Exercise brief
Reproduce, unchanged, the lines below from the line with "obj: haze on horizon" to the line with "left=480, top=84, right=540, bottom=103", including both of those lines.

Data rows
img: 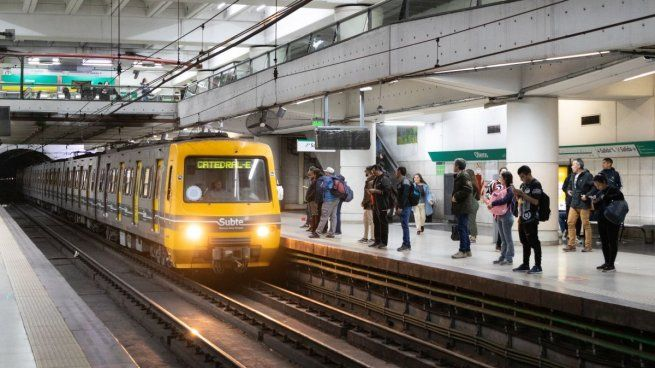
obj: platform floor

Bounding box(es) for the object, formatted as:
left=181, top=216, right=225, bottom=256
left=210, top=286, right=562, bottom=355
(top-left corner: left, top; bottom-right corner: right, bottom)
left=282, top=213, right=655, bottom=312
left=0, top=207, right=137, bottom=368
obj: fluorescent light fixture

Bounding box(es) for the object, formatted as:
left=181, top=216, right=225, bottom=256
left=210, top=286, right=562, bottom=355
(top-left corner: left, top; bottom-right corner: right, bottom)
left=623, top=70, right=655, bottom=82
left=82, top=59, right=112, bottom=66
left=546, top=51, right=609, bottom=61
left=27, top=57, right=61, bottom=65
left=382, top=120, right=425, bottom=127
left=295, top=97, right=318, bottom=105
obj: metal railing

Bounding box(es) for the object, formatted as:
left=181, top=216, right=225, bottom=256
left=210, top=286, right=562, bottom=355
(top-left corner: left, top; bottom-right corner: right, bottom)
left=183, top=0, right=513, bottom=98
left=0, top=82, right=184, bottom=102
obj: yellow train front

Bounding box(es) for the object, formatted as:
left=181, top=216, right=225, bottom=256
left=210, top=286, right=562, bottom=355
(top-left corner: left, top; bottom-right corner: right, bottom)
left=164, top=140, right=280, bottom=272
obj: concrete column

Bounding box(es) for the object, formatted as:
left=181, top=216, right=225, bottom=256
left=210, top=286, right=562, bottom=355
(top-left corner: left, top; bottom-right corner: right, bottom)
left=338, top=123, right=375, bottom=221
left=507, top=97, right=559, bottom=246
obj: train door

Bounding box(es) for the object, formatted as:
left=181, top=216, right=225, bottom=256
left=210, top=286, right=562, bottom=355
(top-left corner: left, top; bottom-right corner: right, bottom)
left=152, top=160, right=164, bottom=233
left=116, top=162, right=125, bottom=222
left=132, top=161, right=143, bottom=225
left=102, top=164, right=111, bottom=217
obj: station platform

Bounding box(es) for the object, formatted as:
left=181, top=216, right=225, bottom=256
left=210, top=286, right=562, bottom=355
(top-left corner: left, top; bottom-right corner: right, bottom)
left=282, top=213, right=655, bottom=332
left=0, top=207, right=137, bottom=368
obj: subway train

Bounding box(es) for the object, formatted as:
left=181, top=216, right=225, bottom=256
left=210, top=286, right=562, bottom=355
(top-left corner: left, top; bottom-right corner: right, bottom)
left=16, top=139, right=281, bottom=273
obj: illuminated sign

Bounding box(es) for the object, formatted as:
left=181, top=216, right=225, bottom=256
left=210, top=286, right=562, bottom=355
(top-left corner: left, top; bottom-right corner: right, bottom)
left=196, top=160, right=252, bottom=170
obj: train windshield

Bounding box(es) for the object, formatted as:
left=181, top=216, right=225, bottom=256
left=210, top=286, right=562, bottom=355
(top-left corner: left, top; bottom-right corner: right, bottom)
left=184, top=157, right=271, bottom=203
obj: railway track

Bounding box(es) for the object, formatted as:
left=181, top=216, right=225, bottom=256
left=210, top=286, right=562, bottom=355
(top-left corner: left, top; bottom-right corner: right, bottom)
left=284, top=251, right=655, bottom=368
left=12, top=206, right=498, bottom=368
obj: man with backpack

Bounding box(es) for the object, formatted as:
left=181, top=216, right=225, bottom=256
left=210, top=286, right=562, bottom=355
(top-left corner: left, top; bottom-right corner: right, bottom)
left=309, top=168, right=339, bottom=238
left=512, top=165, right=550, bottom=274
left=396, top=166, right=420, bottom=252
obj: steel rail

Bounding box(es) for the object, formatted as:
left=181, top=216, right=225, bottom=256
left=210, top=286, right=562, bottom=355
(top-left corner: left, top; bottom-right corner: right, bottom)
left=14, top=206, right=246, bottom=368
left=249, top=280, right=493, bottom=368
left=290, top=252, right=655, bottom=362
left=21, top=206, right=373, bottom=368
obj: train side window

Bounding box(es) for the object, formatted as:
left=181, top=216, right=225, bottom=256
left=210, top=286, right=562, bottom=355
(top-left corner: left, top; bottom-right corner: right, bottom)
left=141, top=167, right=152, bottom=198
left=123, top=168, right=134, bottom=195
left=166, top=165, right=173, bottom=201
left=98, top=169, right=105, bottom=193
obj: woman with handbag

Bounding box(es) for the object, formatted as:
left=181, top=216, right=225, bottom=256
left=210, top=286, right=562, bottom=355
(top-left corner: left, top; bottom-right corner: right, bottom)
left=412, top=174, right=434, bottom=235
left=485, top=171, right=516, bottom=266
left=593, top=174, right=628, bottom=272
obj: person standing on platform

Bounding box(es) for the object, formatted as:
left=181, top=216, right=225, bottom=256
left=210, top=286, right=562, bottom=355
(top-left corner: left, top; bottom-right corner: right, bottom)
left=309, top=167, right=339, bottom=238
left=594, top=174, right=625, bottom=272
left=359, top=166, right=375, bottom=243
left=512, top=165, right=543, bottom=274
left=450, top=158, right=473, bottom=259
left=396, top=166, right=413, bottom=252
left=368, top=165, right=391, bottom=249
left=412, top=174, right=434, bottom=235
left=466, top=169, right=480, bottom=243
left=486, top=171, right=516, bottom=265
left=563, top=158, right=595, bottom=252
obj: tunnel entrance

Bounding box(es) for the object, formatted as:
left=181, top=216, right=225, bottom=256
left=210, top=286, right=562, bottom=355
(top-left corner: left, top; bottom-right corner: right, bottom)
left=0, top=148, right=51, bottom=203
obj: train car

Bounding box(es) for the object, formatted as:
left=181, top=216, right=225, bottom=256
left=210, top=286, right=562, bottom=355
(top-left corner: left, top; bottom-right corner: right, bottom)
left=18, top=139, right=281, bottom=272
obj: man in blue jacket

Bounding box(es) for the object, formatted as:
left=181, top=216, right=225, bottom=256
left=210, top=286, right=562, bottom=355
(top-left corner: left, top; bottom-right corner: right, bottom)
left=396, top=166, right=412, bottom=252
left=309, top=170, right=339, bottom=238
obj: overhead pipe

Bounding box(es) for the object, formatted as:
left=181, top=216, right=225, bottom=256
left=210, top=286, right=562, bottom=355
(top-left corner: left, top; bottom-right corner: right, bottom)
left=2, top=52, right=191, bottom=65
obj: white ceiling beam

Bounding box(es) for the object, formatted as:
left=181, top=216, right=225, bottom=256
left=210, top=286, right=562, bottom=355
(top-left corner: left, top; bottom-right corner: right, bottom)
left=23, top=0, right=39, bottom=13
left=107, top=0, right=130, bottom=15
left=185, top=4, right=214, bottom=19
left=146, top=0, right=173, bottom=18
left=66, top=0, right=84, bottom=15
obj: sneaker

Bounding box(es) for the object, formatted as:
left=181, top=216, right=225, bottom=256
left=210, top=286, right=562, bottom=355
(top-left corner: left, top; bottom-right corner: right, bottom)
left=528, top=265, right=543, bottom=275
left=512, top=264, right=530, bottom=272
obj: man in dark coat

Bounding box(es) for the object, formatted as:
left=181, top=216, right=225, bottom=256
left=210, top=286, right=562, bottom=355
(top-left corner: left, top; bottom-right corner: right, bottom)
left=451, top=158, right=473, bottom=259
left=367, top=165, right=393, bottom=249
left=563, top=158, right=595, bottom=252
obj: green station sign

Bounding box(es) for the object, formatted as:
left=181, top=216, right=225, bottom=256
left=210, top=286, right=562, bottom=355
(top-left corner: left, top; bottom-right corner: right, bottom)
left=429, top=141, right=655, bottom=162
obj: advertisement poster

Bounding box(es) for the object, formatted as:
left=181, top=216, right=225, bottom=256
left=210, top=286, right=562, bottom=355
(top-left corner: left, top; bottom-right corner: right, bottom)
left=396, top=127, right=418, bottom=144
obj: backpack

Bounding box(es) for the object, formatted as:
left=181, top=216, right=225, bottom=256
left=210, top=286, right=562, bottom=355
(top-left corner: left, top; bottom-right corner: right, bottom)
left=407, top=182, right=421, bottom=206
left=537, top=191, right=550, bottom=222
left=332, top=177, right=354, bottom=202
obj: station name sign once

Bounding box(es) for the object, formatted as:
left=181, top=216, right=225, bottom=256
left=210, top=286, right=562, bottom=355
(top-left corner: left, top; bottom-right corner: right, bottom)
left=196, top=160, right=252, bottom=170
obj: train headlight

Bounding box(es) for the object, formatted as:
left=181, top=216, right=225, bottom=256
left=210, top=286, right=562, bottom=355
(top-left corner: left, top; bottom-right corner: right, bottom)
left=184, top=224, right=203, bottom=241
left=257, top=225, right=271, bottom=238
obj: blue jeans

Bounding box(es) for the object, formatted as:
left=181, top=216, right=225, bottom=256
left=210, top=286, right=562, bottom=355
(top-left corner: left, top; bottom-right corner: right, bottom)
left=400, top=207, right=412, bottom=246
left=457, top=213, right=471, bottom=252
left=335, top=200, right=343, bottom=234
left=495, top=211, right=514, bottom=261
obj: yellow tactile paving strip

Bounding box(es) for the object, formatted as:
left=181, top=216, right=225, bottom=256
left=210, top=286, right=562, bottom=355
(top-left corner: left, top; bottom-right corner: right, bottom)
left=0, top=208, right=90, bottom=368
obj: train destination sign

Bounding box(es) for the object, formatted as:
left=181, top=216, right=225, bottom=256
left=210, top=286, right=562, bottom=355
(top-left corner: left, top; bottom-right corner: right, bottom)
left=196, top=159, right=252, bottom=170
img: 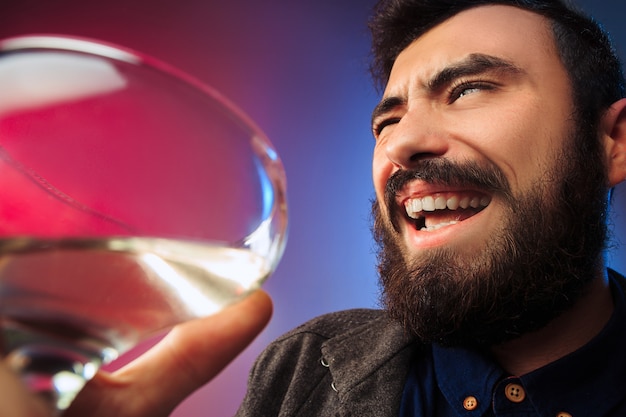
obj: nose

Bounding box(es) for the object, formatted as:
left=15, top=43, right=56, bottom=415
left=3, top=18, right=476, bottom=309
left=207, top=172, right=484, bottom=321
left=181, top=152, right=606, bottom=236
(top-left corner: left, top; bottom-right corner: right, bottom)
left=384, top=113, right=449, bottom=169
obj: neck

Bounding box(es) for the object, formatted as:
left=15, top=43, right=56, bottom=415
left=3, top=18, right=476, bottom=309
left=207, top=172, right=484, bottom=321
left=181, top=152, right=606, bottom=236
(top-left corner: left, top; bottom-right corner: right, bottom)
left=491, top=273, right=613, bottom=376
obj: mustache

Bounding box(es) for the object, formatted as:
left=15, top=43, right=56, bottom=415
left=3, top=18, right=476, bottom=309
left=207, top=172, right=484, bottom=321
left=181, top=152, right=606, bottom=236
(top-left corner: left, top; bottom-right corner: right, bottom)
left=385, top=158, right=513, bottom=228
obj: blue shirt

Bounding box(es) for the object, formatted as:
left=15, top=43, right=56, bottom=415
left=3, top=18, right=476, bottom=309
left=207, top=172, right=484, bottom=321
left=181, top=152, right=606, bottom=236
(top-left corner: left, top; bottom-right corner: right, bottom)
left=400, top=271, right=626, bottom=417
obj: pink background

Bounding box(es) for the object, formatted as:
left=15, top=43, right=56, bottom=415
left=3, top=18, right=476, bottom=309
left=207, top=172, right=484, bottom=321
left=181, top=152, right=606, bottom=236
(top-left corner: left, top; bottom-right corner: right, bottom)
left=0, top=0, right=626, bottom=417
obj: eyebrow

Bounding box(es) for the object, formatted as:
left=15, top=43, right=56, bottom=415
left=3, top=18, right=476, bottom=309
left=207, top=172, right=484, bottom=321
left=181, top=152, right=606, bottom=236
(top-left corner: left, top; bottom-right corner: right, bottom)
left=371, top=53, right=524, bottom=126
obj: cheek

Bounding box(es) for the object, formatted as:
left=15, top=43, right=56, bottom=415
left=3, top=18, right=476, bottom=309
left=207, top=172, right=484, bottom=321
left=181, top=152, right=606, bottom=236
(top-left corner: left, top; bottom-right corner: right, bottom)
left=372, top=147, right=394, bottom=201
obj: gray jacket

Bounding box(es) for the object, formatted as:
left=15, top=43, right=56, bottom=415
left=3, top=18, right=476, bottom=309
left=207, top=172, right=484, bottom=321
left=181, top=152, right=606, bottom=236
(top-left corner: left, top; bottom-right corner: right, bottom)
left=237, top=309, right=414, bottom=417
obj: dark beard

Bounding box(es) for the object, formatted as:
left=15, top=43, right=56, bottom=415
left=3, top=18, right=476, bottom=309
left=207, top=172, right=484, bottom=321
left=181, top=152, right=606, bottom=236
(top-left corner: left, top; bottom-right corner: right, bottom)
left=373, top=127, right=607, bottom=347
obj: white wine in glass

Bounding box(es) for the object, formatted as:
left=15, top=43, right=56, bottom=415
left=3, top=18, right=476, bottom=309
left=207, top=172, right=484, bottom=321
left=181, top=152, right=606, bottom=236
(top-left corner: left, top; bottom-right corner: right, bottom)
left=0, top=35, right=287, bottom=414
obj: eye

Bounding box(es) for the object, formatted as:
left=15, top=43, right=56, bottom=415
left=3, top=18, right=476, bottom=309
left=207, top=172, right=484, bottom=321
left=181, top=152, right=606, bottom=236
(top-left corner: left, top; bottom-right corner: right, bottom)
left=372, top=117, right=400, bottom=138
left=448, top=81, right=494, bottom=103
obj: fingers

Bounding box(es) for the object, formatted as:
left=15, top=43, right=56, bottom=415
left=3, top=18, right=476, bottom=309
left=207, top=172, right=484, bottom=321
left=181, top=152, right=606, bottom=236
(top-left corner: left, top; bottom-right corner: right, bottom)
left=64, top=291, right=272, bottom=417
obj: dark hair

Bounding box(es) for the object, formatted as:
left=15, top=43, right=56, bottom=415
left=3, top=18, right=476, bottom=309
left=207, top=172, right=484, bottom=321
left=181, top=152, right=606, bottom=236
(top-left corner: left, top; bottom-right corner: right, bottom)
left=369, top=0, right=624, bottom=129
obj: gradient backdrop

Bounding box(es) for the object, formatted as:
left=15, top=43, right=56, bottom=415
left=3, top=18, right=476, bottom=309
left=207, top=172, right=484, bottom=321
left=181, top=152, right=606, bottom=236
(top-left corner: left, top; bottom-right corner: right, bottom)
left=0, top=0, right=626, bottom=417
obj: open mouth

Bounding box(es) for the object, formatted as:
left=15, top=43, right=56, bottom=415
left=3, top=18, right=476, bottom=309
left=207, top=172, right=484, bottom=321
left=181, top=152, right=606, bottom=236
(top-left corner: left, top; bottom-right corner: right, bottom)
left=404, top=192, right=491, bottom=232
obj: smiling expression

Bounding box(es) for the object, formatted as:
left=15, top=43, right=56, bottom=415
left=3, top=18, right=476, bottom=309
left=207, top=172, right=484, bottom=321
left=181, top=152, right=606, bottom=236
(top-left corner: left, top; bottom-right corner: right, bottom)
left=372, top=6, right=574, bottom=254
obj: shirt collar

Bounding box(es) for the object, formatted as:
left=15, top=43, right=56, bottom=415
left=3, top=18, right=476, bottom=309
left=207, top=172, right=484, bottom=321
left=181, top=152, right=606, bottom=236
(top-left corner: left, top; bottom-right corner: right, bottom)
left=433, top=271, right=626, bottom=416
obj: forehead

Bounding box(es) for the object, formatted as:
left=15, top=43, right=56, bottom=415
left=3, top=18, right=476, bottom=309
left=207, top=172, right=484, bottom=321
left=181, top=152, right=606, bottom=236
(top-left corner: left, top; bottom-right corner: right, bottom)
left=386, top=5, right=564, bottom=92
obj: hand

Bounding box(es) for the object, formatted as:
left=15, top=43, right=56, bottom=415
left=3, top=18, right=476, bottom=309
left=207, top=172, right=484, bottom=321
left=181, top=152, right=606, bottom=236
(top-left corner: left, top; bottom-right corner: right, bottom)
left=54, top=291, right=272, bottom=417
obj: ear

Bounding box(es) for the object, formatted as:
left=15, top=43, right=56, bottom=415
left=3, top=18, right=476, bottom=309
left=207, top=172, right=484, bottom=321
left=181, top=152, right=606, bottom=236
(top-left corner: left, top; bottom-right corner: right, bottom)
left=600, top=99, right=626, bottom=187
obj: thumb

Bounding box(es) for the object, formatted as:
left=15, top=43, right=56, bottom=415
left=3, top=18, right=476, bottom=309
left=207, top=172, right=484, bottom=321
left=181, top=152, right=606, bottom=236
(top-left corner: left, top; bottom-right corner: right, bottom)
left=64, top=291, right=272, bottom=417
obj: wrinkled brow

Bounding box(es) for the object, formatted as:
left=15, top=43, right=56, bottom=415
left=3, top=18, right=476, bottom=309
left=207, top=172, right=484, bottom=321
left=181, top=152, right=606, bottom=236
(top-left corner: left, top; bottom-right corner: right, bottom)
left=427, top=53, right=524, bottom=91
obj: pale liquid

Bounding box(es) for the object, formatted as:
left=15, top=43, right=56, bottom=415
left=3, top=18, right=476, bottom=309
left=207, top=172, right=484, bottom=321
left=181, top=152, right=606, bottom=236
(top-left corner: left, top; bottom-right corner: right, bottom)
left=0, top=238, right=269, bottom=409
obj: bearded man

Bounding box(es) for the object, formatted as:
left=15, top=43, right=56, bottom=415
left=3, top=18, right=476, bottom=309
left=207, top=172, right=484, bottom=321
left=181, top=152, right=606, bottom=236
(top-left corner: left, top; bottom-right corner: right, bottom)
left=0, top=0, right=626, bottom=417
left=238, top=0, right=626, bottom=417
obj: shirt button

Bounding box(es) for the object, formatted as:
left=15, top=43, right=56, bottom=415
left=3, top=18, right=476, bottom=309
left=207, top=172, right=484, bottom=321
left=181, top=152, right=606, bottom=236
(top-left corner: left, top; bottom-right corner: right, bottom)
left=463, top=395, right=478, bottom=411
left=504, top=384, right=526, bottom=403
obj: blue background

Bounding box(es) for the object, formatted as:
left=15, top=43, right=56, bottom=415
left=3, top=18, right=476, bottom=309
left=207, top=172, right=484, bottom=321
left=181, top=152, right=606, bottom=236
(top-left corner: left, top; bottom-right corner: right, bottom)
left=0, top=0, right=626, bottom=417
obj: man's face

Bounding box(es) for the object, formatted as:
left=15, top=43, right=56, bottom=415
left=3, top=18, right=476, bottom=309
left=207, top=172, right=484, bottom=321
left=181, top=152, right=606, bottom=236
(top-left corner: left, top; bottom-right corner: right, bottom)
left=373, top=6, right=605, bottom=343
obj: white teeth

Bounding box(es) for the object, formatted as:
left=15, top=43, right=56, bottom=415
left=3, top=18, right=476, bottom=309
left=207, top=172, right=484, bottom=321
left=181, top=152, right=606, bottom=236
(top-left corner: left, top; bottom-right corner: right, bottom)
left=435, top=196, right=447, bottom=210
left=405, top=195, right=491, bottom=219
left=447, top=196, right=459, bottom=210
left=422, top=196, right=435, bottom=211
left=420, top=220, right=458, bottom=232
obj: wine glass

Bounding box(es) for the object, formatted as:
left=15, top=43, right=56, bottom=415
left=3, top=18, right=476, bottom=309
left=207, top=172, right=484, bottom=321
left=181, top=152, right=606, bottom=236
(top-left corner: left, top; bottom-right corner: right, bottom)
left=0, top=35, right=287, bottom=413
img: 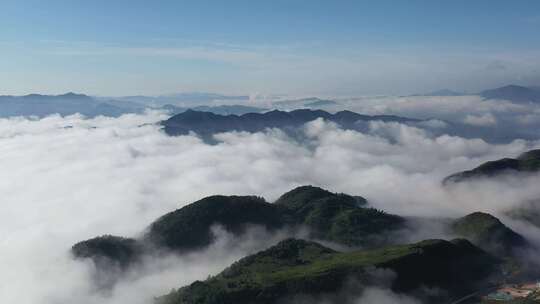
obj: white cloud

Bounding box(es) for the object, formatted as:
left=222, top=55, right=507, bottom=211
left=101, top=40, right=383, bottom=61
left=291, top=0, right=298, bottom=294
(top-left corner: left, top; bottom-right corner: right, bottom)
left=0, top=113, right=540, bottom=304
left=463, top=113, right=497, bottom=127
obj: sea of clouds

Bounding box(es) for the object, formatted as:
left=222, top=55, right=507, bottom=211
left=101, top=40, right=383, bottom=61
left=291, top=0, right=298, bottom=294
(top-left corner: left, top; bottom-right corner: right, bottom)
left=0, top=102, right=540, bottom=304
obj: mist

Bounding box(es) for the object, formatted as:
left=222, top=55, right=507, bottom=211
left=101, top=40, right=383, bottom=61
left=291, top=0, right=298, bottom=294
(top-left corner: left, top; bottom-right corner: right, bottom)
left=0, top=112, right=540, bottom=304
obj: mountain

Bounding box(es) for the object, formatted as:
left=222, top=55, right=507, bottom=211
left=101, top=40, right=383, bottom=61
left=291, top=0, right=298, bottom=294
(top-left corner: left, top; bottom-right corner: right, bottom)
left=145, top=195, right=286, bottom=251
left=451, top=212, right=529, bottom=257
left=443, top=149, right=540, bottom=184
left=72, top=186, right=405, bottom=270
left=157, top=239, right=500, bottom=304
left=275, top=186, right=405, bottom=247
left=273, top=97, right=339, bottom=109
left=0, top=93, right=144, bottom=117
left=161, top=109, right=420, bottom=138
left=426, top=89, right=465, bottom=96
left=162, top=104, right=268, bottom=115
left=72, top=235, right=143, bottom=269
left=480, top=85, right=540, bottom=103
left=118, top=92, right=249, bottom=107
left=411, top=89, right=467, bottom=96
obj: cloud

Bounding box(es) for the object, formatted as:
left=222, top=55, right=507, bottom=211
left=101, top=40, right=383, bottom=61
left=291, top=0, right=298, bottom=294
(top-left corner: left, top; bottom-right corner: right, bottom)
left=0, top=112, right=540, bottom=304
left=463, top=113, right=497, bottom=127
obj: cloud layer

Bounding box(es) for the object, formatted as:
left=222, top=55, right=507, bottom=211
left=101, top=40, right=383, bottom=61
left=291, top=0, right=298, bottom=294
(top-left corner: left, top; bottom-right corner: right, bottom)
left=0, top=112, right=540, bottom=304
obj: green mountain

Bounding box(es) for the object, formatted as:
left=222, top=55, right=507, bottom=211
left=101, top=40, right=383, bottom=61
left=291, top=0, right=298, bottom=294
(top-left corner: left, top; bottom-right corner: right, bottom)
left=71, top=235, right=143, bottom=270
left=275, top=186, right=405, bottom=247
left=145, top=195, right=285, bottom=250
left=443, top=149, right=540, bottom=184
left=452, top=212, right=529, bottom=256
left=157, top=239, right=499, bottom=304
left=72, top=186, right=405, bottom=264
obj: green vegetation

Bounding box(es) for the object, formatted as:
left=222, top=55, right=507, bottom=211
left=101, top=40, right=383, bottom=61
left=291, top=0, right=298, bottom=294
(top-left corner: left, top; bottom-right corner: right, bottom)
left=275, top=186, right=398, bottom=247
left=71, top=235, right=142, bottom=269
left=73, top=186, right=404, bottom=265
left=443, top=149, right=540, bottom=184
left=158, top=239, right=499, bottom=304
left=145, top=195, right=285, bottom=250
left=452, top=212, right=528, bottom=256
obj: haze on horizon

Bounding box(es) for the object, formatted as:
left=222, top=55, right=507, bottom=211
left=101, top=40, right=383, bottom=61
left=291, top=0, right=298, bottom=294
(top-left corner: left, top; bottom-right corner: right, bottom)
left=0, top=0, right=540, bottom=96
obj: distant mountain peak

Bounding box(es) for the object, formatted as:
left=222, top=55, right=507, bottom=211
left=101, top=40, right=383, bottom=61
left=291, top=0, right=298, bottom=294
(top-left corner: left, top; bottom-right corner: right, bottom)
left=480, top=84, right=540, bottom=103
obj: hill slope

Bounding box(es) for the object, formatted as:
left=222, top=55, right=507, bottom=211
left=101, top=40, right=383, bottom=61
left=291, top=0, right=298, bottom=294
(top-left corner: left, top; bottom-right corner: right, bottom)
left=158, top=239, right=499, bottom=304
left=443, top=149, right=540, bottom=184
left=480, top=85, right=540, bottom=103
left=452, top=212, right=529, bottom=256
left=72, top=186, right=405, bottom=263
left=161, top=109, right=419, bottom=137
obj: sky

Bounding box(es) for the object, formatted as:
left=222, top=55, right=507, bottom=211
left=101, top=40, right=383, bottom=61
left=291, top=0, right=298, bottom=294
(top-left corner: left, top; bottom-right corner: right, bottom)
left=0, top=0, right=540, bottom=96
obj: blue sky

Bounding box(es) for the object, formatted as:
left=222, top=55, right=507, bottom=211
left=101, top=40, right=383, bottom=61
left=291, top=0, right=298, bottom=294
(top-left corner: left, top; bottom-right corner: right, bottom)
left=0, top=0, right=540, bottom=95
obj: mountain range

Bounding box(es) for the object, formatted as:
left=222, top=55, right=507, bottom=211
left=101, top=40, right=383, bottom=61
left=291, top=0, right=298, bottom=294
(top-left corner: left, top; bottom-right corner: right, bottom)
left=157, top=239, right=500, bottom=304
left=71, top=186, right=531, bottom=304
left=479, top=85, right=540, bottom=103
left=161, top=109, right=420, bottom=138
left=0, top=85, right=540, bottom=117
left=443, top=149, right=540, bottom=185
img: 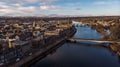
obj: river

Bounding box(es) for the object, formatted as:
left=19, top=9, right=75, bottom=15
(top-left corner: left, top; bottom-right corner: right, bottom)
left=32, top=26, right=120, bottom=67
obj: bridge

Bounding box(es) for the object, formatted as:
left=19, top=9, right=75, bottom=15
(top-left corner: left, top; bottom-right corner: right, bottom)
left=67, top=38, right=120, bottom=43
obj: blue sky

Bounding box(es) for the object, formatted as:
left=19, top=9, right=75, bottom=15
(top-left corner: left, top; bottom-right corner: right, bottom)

Task answer
obj: haze on horizon

Bounding box(es) for the object, formatted as:
left=222, top=55, right=507, bottom=211
left=101, top=40, right=383, bottom=61
left=291, top=0, right=298, bottom=294
(top-left corner: left, top; bottom-right corner: right, bottom)
left=0, top=0, right=540, bottom=96
obj: distant mountain peak

Bounding box(es) for the object, formatted as:
left=222, top=55, right=507, bottom=211
left=101, top=40, right=383, bottom=61
left=291, top=0, right=298, bottom=294
(top-left corner: left, top; bottom-right corner: right, bottom)
left=480, top=84, right=540, bottom=103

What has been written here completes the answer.